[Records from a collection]
⁂
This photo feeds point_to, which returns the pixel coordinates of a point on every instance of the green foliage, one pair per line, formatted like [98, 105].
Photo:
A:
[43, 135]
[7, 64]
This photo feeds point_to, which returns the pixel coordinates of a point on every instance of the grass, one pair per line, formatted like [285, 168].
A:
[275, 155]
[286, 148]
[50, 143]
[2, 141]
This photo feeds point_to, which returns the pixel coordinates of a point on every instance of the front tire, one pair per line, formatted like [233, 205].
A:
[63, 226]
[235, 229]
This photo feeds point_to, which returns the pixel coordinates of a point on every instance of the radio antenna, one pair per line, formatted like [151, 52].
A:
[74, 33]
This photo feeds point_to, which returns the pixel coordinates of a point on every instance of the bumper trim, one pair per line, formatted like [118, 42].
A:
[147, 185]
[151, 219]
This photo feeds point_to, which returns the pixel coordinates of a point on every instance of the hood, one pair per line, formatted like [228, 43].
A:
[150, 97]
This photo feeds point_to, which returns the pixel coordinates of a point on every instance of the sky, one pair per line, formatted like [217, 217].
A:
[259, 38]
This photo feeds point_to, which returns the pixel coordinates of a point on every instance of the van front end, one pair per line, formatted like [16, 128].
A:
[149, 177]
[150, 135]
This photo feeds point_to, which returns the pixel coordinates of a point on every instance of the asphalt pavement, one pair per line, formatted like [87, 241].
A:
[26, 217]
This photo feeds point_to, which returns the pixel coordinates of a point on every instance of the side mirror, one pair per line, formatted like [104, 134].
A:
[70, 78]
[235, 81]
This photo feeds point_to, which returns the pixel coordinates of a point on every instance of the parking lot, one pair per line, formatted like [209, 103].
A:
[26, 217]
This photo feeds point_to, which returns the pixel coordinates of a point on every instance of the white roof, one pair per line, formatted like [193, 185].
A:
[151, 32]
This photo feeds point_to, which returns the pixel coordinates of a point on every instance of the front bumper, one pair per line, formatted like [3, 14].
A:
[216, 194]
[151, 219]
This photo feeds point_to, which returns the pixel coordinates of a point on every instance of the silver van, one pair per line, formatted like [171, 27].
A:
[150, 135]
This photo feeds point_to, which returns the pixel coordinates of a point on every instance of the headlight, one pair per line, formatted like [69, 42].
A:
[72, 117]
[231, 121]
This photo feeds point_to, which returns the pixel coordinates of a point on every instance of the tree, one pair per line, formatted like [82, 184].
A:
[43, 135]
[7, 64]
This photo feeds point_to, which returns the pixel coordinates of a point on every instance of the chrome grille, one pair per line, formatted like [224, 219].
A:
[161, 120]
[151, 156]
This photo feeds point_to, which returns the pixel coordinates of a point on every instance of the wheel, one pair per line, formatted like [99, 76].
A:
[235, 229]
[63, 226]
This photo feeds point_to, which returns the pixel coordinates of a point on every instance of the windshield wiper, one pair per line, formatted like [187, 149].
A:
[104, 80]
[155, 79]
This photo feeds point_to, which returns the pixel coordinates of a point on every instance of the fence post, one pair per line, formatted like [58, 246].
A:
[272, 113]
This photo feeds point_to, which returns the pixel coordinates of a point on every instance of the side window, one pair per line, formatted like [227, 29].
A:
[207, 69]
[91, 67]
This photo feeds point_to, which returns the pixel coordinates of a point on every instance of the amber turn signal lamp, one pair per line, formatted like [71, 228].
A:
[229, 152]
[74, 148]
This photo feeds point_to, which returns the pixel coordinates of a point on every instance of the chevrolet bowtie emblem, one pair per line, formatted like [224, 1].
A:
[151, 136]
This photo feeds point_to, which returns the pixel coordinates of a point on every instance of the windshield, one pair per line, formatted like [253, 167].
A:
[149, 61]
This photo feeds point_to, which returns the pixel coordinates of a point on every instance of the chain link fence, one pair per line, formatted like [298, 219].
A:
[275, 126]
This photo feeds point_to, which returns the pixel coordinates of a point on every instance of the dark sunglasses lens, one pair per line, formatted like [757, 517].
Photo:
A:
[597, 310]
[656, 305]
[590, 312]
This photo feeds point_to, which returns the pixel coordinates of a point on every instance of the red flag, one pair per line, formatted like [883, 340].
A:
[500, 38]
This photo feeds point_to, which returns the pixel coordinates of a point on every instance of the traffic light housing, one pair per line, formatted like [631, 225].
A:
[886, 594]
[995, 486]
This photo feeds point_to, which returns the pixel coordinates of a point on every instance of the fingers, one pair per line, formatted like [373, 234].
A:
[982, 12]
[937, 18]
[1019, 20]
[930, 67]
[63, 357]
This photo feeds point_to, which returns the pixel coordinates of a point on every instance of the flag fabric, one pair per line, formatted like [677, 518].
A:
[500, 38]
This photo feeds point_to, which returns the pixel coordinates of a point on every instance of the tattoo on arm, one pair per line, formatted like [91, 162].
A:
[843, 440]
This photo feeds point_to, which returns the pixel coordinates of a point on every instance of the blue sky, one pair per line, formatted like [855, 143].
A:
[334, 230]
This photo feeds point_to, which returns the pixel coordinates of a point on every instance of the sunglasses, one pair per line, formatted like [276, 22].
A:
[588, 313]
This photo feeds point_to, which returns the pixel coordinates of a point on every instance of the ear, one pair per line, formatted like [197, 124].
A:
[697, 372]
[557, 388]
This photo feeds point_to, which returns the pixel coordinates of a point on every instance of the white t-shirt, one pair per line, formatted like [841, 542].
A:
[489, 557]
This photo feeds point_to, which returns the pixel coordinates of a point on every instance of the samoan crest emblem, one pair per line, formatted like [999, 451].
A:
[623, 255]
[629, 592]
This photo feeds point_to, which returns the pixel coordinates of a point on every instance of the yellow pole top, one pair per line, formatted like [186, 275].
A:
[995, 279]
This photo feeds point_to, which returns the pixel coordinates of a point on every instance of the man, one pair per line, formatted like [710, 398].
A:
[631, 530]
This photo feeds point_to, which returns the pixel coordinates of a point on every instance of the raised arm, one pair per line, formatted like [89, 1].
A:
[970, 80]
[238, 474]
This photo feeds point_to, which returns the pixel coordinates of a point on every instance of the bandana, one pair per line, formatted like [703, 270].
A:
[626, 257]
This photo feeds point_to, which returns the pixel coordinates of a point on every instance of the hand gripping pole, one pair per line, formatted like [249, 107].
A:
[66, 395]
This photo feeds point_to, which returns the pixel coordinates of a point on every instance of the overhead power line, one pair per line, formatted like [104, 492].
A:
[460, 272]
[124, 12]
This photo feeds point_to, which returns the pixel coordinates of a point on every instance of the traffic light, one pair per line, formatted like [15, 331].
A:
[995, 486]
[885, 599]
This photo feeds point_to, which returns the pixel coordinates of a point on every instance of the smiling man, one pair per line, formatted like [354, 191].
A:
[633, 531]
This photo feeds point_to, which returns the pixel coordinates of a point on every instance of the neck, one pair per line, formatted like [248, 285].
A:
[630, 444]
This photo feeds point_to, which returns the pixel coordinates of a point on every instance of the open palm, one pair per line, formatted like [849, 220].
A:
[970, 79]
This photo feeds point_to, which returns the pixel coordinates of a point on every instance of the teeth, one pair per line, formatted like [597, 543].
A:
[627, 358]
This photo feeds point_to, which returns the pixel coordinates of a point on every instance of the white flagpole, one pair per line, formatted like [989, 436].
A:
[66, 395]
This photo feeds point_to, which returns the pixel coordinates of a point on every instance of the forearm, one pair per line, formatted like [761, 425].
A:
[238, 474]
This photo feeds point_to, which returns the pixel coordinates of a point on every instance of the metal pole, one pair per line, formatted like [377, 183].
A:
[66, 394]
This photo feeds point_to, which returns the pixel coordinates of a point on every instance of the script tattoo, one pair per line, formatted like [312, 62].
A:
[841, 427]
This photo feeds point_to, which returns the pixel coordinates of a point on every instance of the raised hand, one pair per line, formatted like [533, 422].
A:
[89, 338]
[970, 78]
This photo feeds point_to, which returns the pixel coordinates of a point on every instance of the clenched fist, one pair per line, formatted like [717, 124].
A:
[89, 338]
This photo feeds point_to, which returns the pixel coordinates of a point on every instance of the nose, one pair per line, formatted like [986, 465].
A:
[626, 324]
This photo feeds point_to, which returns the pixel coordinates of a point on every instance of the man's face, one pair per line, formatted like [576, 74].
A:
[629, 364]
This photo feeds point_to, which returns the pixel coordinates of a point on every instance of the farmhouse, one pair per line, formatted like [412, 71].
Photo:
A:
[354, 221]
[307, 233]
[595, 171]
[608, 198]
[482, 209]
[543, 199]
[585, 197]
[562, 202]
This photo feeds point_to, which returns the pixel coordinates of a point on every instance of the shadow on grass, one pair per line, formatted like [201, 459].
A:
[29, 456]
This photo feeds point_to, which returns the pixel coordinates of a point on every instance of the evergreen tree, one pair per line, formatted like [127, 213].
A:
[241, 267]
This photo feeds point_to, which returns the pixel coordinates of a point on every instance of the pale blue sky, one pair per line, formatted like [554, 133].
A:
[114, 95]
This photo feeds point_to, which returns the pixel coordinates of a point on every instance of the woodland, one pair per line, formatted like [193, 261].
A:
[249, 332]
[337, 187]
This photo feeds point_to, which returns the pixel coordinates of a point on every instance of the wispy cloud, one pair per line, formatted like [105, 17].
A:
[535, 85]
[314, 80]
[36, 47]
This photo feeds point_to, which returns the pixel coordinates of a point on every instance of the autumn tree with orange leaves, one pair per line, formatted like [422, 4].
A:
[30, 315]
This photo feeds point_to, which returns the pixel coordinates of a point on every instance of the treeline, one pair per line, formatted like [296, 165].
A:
⁂
#### SHORT EXERCISE
Quote exactly what appears from the line containing "like [554, 133]." through the final line of the listing above, including both of those lines.

#### ANSWER TO THE EXERCISE
This photo feeds point_to, which returns the pixel coordinates of a point on every instance of the pale blue sky, one pair per line, formatted like [554, 133].
A:
[114, 95]
This photo feeds point_to, which returns the pixel coordinates of a point on every instance of the woodland, one pair per line, formatted like [193, 261].
A:
[249, 332]
[337, 187]
This photo feeds point_to, which returns the pixel coordinates of a point on every instance of the wispy cloud, one pair per line, formatted like [105, 17].
A:
[535, 85]
[314, 80]
[36, 47]
This photo feeds point_to, which returns the pixel coordinates of a point on every instance of the autumn tree with orange leaves, one pair per line, formatted like [422, 4].
A:
[30, 315]
This photo feeds point_to, which returns the pixel coordinates of a point on every instance of the treeline, one pair per line, formatted like [296, 165].
A:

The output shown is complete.